begin
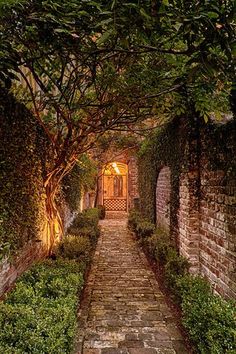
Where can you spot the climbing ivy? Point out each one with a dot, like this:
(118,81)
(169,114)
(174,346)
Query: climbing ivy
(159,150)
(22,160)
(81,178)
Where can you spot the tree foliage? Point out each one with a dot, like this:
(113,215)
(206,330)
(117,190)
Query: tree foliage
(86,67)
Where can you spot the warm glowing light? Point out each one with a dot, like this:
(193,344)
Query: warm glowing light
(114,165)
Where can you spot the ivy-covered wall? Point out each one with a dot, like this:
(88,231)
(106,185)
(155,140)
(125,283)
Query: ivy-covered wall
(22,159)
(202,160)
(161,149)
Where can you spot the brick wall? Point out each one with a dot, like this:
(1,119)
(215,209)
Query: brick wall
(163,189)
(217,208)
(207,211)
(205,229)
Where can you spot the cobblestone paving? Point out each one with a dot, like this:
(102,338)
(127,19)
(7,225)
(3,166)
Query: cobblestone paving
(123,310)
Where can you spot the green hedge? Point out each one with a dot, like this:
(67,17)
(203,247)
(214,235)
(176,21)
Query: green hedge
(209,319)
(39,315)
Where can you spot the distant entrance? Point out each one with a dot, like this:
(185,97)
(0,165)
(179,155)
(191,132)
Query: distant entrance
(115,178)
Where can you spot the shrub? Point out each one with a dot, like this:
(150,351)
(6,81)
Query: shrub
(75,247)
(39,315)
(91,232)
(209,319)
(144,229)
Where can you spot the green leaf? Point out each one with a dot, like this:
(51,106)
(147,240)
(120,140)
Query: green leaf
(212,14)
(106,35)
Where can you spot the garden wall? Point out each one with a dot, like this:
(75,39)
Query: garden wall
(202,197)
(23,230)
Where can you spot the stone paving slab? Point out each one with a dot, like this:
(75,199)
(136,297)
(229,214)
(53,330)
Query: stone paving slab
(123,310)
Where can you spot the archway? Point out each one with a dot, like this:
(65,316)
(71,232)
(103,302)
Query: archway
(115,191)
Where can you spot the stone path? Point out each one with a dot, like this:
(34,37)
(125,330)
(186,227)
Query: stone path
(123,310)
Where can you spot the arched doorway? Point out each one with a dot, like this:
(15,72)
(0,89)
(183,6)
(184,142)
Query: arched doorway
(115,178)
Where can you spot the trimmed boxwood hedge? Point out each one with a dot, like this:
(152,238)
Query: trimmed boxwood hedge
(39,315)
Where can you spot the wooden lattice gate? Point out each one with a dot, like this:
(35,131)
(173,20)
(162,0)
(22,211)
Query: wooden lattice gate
end
_Given instruction_. Copy the listing again from the line containing "Where can you spot the trimmed" through its last line, requests included. Add 76 to every coordinate in the answer points, but leave the sample points in the requests unchanged.

_Result of this exercise_.
Where can you spot the trimmed boxwood hedge? Point out each one with a dot, like this:
(152,238)
Query: trimmed boxwood hedge
(115,391)
Where can you spot the wooden lattice gate? Point out each one with a dot, like this:
(35,131)
(173,20)
(162,0)
(22,211)
Query: wooden lattice gate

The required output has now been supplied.